> 抜粋テキスト:
------------------------------------------------------------------------
ところが今年に入り、なんと第1期の音源を集積した14枚組CDのボックスセット『ROLLING THUNDER REVUE 1975 LIVE RECORDINGS』がリリースされ、合わせてNETFLIX限定でマーティン・スコセッシ監督のドキュメンタリー『ローリング・サンダー・レビュー』が配信開始となった。
2002年にブートレッグシリーズとして、初めて『ローリング・サンダー・レビュー』ライブ2枚組+DVD(2曲のみ)が発売され、ようやく生の音を耳にする事が出来た。初期のセットには『レナウドとクララ』から2曲の映像が収録されており、ようやくその姿を映像で確認する事が出来た。
ただあくまでもそれは一部のフッテージであったが、ようやく今回映像を含めて、その全貌を把握する事が出来たので、少し前後関係を含めて紹介させて頂きます。

個人的な話になるが、当時私は高校生で、ザ・バンドとの復活ライブ版『Before the Flood/偉大なる復活』の圧倒的なスピード感に魅了され、すっかりディランのファンになっていたところであった。
------------------------------------------------------------------------
上のローリング・サンダー・レビューについての文章のうち、「ところが今年に入り、なんと第1期の音源を集積した14枚組CDのボックスセット『ROLLING THUNDER REVUE」から「を含めて紹介させて頂きます。」までの部分を、一字も変えずに複製してください。

> セグメンテーションデータ:
------------------------------------------------------------------------
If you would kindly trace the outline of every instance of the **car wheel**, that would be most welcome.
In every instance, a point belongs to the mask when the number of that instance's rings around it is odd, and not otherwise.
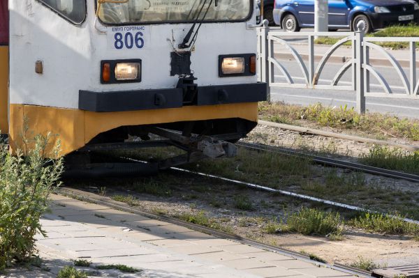
[[[282,20],[282,29],[287,32],[297,32],[300,28],[295,17],[291,14],[288,14]]]
[[[369,33],[372,31],[372,27],[371,26],[371,23],[369,22],[369,20],[368,20],[368,17],[367,17],[367,15],[358,15],[355,17],[353,21],[352,22],[352,30],[358,31],[358,24],[362,23],[364,24],[364,29],[362,30],[364,33]]]
[[[275,25],[274,22],[274,6],[267,5],[263,7],[263,19],[269,22],[270,26]]]

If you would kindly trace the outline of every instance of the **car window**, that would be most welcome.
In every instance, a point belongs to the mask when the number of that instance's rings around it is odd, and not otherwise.
[[[0,3],[0,45],[8,45],[8,8],[7,1]]]

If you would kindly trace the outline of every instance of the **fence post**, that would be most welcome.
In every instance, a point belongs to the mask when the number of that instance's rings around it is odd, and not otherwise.
[[[314,36],[311,35],[309,35],[309,77],[310,83],[307,85],[310,88],[314,88]]]
[[[355,32],[356,47],[356,111],[358,113],[365,113],[365,94],[364,83],[364,32]]]
[[[269,67],[270,62],[269,61],[269,57],[270,53],[269,53],[270,47],[267,40],[267,36],[269,34],[269,26],[267,26],[268,22],[264,21],[263,27],[260,28],[260,79],[262,82],[266,82],[267,88],[267,97],[266,99],[269,103],[271,102],[270,99],[270,79],[269,77]],[[273,49],[272,49],[273,52]]]
[[[416,88],[416,42],[410,42],[410,94],[415,94]]]

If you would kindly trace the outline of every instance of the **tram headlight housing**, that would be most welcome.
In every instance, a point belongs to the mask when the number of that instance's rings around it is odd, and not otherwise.
[[[256,55],[254,54],[231,54],[219,56],[219,76],[255,75]]]
[[[223,59],[221,71],[223,75],[237,75],[244,72],[244,57]]]
[[[137,80],[140,76],[140,70],[139,63],[118,63],[115,65],[115,79]]]
[[[101,63],[101,83],[141,82],[141,60],[106,60]]]

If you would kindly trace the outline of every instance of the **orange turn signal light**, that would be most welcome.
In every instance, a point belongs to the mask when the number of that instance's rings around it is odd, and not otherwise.
[[[104,82],[109,82],[110,81],[110,64],[109,63],[104,63],[102,68],[102,80]]]
[[[256,73],[256,56],[255,55],[250,56],[249,61],[249,71],[255,75]]]

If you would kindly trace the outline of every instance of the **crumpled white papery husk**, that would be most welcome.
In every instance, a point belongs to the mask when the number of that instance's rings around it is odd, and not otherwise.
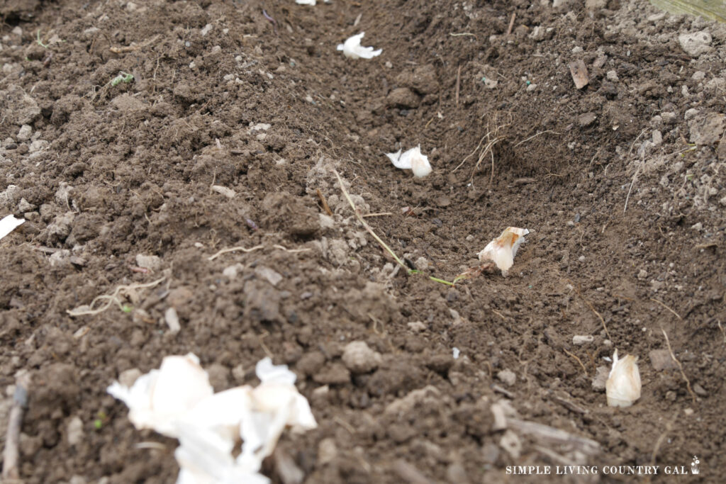
[[[192,353],[166,356],[158,370],[136,379],[131,388],[114,382],[107,391],[129,407],[129,419],[137,429],[153,429],[176,437],[175,422],[211,396],[209,377]]]
[[[25,221],[25,218],[15,218],[15,216],[12,215],[4,217],[2,220],[0,220],[0,239],[14,231]]]
[[[169,358],[189,356],[196,360],[188,355],[167,357],[164,363]],[[177,484],[268,484],[269,480],[259,470],[262,461],[274,451],[285,427],[291,426],[295,431],[317,427],[308,401],[295,387],[295,374],[286,366],[275,366],[266,358],[258,362],[256,371],[261,382],[258,386],[245,385],[208,394],[171,423],[171,431],[166,435],[178,438],[180,443],[174,453],[180,467]],[[154,372],[157,370],[136,382]],[[185,385],[182,380],[180,385]],[[131,393],[136,386],[134,383]],[[139,395],[147,387],[142,382],[136,390],[137,399],[142,403],[144,401]],[[117,388],[114,390],[118,393]],[[120,394],[128,396],[123,392]],[[127,404],[136,402],[122,399]],[[129,417],[134,411],[131,408]],[[158,430],[156,425],[147,427]],[[232,451],[240,439],[242,452],[235,459]]]
[[[637,356],[627,355],[618,359],[618,350],[613,354],[613,368],[610,370],[605,390],[609,406],[630,406],[640,398],[640,372]]]
[[[361,39],[365,35],[365,32],[348,37],[343,44],[338,45],[338,50],[342,50],[343,54],[351,59],[372,59],[377,55],[380,55],[383,52],[383,49],[373,50],[372,47],[364,47],[361,46]]]
[[[386,153],[386,156],[393,163],[393,166],[401,170],[411,170],[414,176],[423,178],[431,173],[431,165],[428,157],[421,153],[421,145],[411,148],[404,154],[401,149],[395,153]]]
[[[517,255],[519,246],[524,242],[524,236],[529,233],[526,229],[507,227],[499,236],[478,253],[479,261],[492,261],[506,276],[510,268],[514,264],[514,256]]]

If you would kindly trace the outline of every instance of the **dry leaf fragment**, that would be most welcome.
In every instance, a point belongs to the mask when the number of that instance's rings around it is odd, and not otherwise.
[[[479,261],[492,261],[506,276],[514,264],[514,256],[517,255],[519,246],[524,242],[524,236],[529,233],[526,229],[507,227],[499,236],[478,253]]]
[[[365,32],[348,37],[345,43],[338,46],[338,50],[342,50],[343,54],[351,59],[372,59],[377,55],[380,55],[383,52],[383,49],[373,50],[372,47],[364,47],[361,46],[361,39],[365,35]]]
[[[572,75],[572,80],[575,81],[575,87],[582,89],[590,83],[587,76],[587,67],[582,60],[576,60],[568,65],[570,67],[570,74]]]
[[[637,356],[627,355],[618,359],[618,350],[613,354],[613,369],[605,384],[609,406],[630,406],[640,398],[640,372]]]

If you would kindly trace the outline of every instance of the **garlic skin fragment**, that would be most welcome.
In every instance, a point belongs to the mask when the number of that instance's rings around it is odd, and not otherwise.
[[[386,153],[393,166],[401,170],[411,170],[413,176],[423,178],[431,173],[431,164],[428,163],[428,157],[421,153],[421,145],[411,148],[403,155],[399,149],[395,153]]]
[[[630,406],[640,398],[640,372],[637,356],[627,355],[618,359],[618,350],[613,354],[613,368],[605,384],[608,406]]]
[[[176,421],[214,393],[209,376],[191,353],[166,356],[159,369],[142,375],[130,388],[114,382],[106,391],[126,404],[134,427],[167,437],[176,437]]]
[[[3,218],[0,220],[0,239],[14,231],[25,221],[25,218],[15,218],[12,215]]]
[[[499,236],[484,247],[478,255],[479,261],[492,261],[506,276],[510,268],[514,265],[514,256],[517,255],[519,246],[524,242],[524,236],[529,233],[526,229],[507,227]]]
[[[380,55],[383,52],[383,49],[373,50],[372,47],[361,46],[361,39],[364,35],[365,32],[361,32],[358,35],[348,37],[343,44],[338,45],[338,50],[342,50],[343,54],[350,59],[372,59],[377,55]]]
[[[139,377],[130,388],[114,382],[107,391],[129,406],[136,428],[179,439],[176,484],[269,484],[260,473],[262,462],[285,427],[302,432],[317,423],[287,366],[265,358],[256,371],[257,387],[214,393],[195,355],[167,356],[158,370]]]

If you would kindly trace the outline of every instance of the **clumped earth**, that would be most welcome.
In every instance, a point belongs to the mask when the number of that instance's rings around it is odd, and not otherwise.
[[[174,482],[175,441],[105,388],[193,352],[217,390],[266,355],[298,374],[319,427],[283,437],[274,482],[695,456],[690,478],[718,482],[726,28],[554,3],[4,2],[0,215],[27,221],[0,242],[0,433],[27,370],[22,478]],[[359,31],[382,55],[335,50]],[[384,155],[419,144],[423,179]],[[531,234],[506,278],[426,276],[476,267],[508,226]],[[615,348],[640,357],[624,409],[596,378]]]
------------------------------------------------------------------------
> 演習の出力:
ところが今年に入り、なんと第1期の音源を集積した14枚組CDのボックスセット『ROLLING THUNDER REVUE 1975 LIVE RECORDINGS』がリリースされ、合わせてNETFLIX限定でマーティン・スコセッシ監督のドキュメンタリー『ローリング・サンダー・レビュー』が配信開始となった。
2002年にブートレッグシリーズとして、初めて『ローリング・サンダー・レビュー』ライブ2枚組+DVD(2曲のみ)が発売され、ようやく生の音を耳にする事が出来た。初期のセットには『レナウドとクララ』から2曲の映像が収録されており、ようやくその姿を映像で確認する事が出来た。
ただあくまでもそれは一部のフッテージであったが、ようやく今回映像を含めて、その全貌を把握する事が出来たので、少し前後関係を含めて紹介させて頂きます。